(What to work on)
Each record is to be repeated exactly as it stands below.

Source data
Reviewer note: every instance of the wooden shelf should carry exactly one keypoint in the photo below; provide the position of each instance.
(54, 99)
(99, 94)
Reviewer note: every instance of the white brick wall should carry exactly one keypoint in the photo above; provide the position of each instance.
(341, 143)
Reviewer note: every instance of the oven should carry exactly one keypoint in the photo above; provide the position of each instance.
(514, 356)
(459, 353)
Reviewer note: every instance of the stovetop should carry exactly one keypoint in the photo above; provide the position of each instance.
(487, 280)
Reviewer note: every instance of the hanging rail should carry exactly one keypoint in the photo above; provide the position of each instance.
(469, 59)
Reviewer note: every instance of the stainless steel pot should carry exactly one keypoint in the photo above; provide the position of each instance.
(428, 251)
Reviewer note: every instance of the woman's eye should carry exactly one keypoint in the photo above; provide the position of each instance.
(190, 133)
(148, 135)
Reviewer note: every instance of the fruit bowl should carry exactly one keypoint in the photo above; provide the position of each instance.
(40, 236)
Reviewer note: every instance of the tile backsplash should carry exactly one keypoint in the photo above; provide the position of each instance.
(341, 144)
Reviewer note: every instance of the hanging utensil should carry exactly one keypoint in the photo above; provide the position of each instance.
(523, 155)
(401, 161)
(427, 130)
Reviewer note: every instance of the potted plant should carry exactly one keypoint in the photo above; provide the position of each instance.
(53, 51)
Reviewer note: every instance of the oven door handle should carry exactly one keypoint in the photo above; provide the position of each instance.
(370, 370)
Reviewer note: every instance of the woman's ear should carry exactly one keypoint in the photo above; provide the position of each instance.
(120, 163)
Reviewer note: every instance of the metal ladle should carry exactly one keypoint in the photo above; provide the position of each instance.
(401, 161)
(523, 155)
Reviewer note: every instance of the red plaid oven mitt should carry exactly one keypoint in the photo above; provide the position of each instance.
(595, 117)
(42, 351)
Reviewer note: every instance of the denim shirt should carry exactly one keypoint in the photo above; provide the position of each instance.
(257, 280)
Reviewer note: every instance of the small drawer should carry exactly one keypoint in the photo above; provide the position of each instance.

(Finished exercise)
Reviewer note: every instance of the wooden shelf should carry exactly one keypoint in the photo below; provide the position of each instance.
(54, 99)
(99, 94)
Reviewer note: every instance of the white brick wall should carry exactly one keypoint in the photo above; provide the position of each instance.
(341, 143)
Reviewer note: every instance of the oven should carry exactly one keypoint in the photo above; provide the position of each instance.
(514, 356)
(459, 353)
Reviewer note: every instance of the stovetop should carry exactly one keypoint in the photo above; provide the position of each instance.
(487, 280)
Reviewer note: every instance of the hanging rail should carry exactly one keypoint in the photo above; provide the position of each instance.
(469, 59)
Reviewer note: every instance of the stainless steel pot should carry exactly one keypoint in the photo above; provide the position of each instance.
(428, 251)
Reviewer note: every instance of the woman's eye should carry exactly one keypoint in the photo above; provide the position of each instance.
(190, 133)
(148, 135)
Reviewer note: every instance of the fruit bowl should carry exactly one keypoint in the photo above; provide the position of each instance.
(40, 236)
Reviewer note: every instance of the tile backsplash should carry exactly one keypoint in the photo above; provide the position of each instance.
(341, 144)
Reviewer note: every instance of the hanging utensil should carry exactly one keypoint in the photo above; provide the position of each instance.
(523, 155)
(401, 161)
(427, 130)
Reviewer note: every instance of the potted plant should carry exactly one keypoint in the photo above; provide the position of each instance.
(53, 51)
Reviewer note: every instance of the oven door handle should carry exactly one keypoint in the photo above; provide the position of each instance.
(370, 370)
Reviewer note: every instance of the woman's ear should carry exactly one keypoint in the photo above; provide the position of each instance.
(120, 163)
Reviewer note: every instance of the metal ladle should carry exactly one keypoint in the photo above; provide the position of each instance.
(401, 161)
(523, 155)
Reviewer note: every instance of the red plaid oven mitt should carry exactly one keypoint in the photo above; provide the position of each instance.
(595, 117)
(42, 351)
Reviewer note: every instance of the denim shirt should carry exactly one keypoint in the photo above; provide the position of each instance.
(257, 280)
Reviewer note: every instance of the small drawer should carry exactly one keypoint in the photo above; provide the position of each instance.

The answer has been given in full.